### AVAILABLE DATA
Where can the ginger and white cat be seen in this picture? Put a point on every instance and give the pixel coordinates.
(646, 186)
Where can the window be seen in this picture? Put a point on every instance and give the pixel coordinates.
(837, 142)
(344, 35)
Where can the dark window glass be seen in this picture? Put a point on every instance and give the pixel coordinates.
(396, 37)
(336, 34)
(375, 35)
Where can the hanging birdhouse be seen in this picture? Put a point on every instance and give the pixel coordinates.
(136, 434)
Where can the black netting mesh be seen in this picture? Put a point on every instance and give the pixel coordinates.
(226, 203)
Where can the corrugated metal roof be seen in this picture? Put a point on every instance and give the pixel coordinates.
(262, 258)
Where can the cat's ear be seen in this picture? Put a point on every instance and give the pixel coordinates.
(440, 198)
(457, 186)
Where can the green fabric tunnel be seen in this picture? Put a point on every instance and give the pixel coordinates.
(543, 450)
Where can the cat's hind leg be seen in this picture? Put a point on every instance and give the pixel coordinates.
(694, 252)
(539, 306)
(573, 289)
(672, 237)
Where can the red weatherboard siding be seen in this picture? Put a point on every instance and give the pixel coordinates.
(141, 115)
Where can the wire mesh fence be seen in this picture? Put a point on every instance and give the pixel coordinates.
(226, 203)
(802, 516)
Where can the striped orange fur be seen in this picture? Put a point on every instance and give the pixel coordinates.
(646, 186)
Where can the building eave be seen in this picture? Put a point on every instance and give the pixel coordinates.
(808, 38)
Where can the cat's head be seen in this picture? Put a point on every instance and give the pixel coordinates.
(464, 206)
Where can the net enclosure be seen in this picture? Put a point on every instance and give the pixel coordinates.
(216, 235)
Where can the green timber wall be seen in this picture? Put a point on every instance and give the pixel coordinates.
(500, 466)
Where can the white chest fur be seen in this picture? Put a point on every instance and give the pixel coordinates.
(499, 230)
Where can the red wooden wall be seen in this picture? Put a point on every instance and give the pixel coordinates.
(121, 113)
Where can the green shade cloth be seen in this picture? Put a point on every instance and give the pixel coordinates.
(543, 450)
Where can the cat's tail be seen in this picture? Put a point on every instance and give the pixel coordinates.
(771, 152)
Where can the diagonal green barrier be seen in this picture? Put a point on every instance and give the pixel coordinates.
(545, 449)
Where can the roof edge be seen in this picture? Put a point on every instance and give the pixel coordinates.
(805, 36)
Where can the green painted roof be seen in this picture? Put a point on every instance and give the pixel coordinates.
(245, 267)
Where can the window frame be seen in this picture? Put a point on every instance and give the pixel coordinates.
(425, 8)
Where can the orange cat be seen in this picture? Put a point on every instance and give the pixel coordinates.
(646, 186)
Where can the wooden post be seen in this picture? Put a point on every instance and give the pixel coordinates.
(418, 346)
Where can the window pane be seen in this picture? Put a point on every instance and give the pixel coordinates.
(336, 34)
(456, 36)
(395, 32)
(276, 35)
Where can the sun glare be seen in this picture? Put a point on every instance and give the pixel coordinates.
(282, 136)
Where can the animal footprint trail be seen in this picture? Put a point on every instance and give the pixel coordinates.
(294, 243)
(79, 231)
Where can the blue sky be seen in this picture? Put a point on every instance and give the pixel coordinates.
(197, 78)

### SHORT TASK
Beginning at the line where "Where can the window frame" appears, extract each line through the end of the data above; keep them exact and include nothing else.

### TASK OUTPUT
Where can the window frame be seen in this picture? Put a point on every instance and give the pixel coordinates.
(425, 8)
Where can the orange cat be seen in this picture? Put a point on every instance and give the pixel coordinates.
(646, 186)
Where can the wooden post be seen in this picture? Put a point on every instance and give the pixel coordinates.
(418, 346)
Where can the window pane be seen in this picture? Put a point on every instance and give the pixel coordinates.
(336, 34)
(456, 36)
(395, 32)
(276, 35)
Where can the sun glare be seen in this picture? Put a point on every instance and give the pixel coordinates.
(282, 136)
Where can the animal footprint trail be seen in this picture? Put a point on every instance and give the pixel coordinates.
(294, 243)
(79, 231)
Where can the blue sky be seen in this picture? Put a point on every instance and give the pixel coordinates.
(197, 78)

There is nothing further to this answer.